• [İstenenler]:
[1] Huawei ambargosuyla ilgili metinde "HUAWEİ AMBARGOSUNUN DÜŞÜNDÜRDÜKLERİ" ifadesinden "etme sürecini unutmayalım)" ifadesine kadar olan kısmı hiç değiştirmeden yazınız.
[2] Huawei ambargosu üzerine yazılmış metni kaldığı yerden sürdürünüz.

• [Sayfa Metni]:

● ● ● ● ● ● ●

HUAWEİ AMBARGOSUNUN DÜŞÜNDÜRDÜKLERİ VE BİZE YANSINMALARI  

  • ABD’nin Huawei’nin İran ambargosunu deldiği iddiasıyla Kanada’da Huawei’nin Mali İşler Direktörü (CFO) Mıng Vancou'nun tutuklatması. (Neden tutuklatması diyorum,  öncesinde ABD’nin Kanada’yı NAFTA anlaşması ile terbiye etme sürecini unutmayalım) 
  • Bizdeki karşılığını hatırlayalım Halkbank Genel Müdür yardımcısı Mehmet Hakan Atilla’nın İran ambargosunu deldiği sebebi ile ABD’de tutuklanması ve ceza alması 
  • Ticaret Savaşları kapsamında Çin’e başlangıçta demir ve çelik ürünlerinde ek vergi koyması 
  • Bizdeki karşılığı;  belirli bir süre sonra aynı ürünlerde demir-çelikte bize de ek vergi koyması 
  • ABD’nin Venezüella’da açıkça hükümeti devirme girişimleri ve kendi işbirlikçilerini başa geçirme gayretleri 
  • Bizdeki karşılığı; 15 Temmuz sürecinde ve sonrasında ABD’nin ülkemize ve hükümetimize olan ve gizlice  (açık etmeden) yürüttüğü kirli planlar ve girişimleri  
  • Biraz daha gerilere gidersek, tırnak içerisinde ARAP BAHARI süreci ve coğrafyanın yıkım projesi 
  • Bizdeki karşılığı: Gezi eylemleri (çok şükür biz o yıkımları yaşamadık ve kirli planları yine bozduk) 
  • ABD’nin Huawei firmasına uygulamaya koyacağı ambargo 
  • Bizdeki karşılığı : ?

● ● ● ● ● ● ●

Koleksiyon Kayıtları
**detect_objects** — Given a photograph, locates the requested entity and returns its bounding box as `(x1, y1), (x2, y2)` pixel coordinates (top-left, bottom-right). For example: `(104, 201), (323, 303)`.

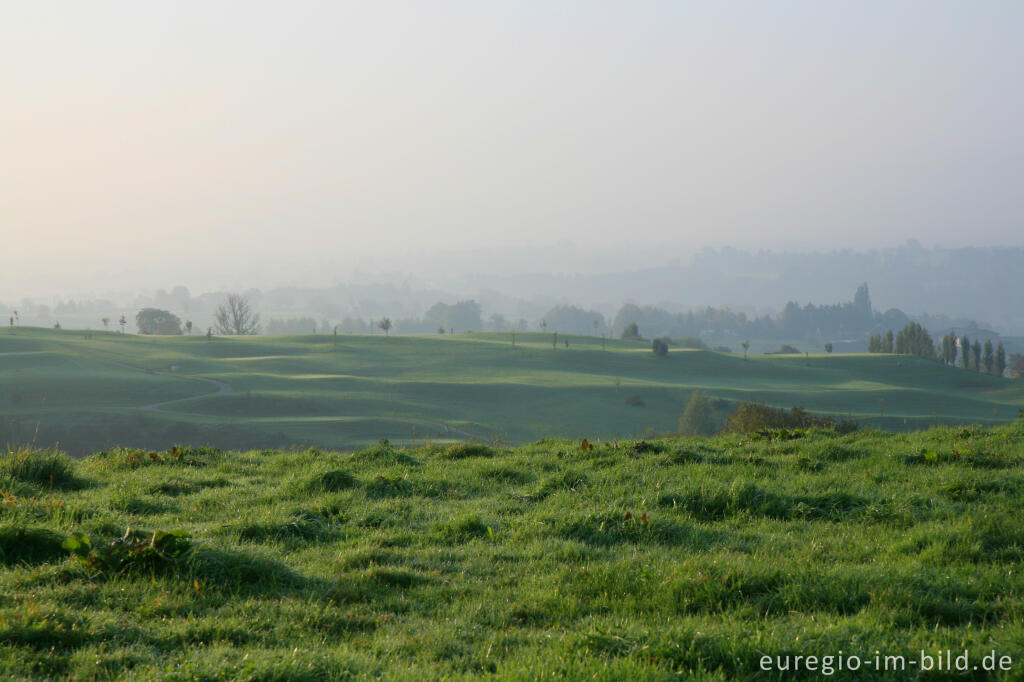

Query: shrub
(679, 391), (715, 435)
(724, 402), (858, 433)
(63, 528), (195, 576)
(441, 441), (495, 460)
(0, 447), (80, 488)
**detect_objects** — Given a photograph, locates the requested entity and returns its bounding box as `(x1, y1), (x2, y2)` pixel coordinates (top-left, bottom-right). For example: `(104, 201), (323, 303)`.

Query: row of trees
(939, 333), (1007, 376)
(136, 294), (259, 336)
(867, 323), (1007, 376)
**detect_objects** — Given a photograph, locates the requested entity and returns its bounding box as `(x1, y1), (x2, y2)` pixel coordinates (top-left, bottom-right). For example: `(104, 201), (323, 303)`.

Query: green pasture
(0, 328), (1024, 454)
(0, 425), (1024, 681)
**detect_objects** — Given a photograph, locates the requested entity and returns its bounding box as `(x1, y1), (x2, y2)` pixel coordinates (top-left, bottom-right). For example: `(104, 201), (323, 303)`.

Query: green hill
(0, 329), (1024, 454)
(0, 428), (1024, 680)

● ● ● ● ● ● ●

• [Çözümlü Görevler]:
[1]
HUAWEİ AMBARGOSUNUN DÜŞÜNDÜRDÜKLERİ VE BİZE YANSINMALARI  

  • ABD’nin Huawei’nin İran ambargosunu deldiği iddiasıyla Kanada’da Huawei’nin Mali İşler Direktörü (CFO) Mıng Vancou'nun tutuklatması. (Neden tutuklatması diyorum,  öncesinde ABD’nin Kanada’yı NAFTA anlaşması ile terbiye etme sürecini unutmayalım)

[2]
TÜRKİYE İÇİN ABD NEDİR? NE DEĞİLDİR? 

  • ABD stratejik ortağımız değildir/ Dostumuz hiç değildir. 
  • ABD bizi savunmamaktadır / Rahip Brunson sürecinde ülkemize yapılan döviz saldırıları, Suriye’de Teröristlerle işbirliği yapması, tırnak içerisinde ABD’nin Suriye’den çıkma sürecinde Türkiye’yi güçlü dolarlarımızla döveriz tehdidi, FETO’yu bize iade etmemesi yani himaye etmesi, S400 sürecinde üstü kapalı uluslararası medya kuruluşları ile ekonomik tehditler yaparak bize saldırmaktadır.

ABD İÇİN TÜRKİYE NEDİR? NE DEĞİLDİR? 

  • ABD’nin her dediğini yapmayan ve güçlü ve bölgede lider ülke olan TÜRKİYE, ABD için tehdittir. 
  • Filistin’i savunan ve İsrail’i dizginlemeye çalışan TÜRKİYE, ABD’nin planını bozan bir ülkedir 
  • S400 kararı ile ABD’ye sen alternatifsiz değilsin,  hatta mevcut politikalarınla artık alternatif değilsin diyebilen TÜRKİYE, ABD için soğuk duştur
  • ABD’nin hegemonik düzen oluşturma sürecinde bu coğrafya ’da TÜRKİYE, ABD için en büyük risktir. 

KİM GARANTİ EDEBİLİR? 

ABD’nin, Çin menşeli olan uluslararası Huawei firmasına yaptığı ambargonun bir benzerini bizim firmalarımıza yapmayacağını kim garanti edebilir. Örneğin önemli bir ticaret partnerimiz olan İran ile ticareti veya S400’ü bahane ederek bize ambargo koymayacağını kim garanti edecek. Bizim teknolojik bir dünya markamız yok ama koskoca Türk Havayollarımız var. Tüm dünyada marka olabilmiş tek şirketimiz. ABD,  THY’larına uçuş yasağı koyarsa ve diğer ülkeleri buna uygulamaya zorlarsa ne olacak?  Ya da Türk Bankalarına SWİTFT transferlerini durdurursa ne olacak? Umarım ki yukarıda yer alan onuncu maddenin karşılığı burada yazdıklarım olmaz. Burada bahsettiğim ABD tehdidi aynı zamanda diğer ülkeler için özelliklede Avrupa için geçerlidir. 

O yüzden hem İran’a hem Venezüella’ya hem de Çinli Huawei firması için yapılanlara sadece Türkiye değil, tüm dünya tavır almalıdır.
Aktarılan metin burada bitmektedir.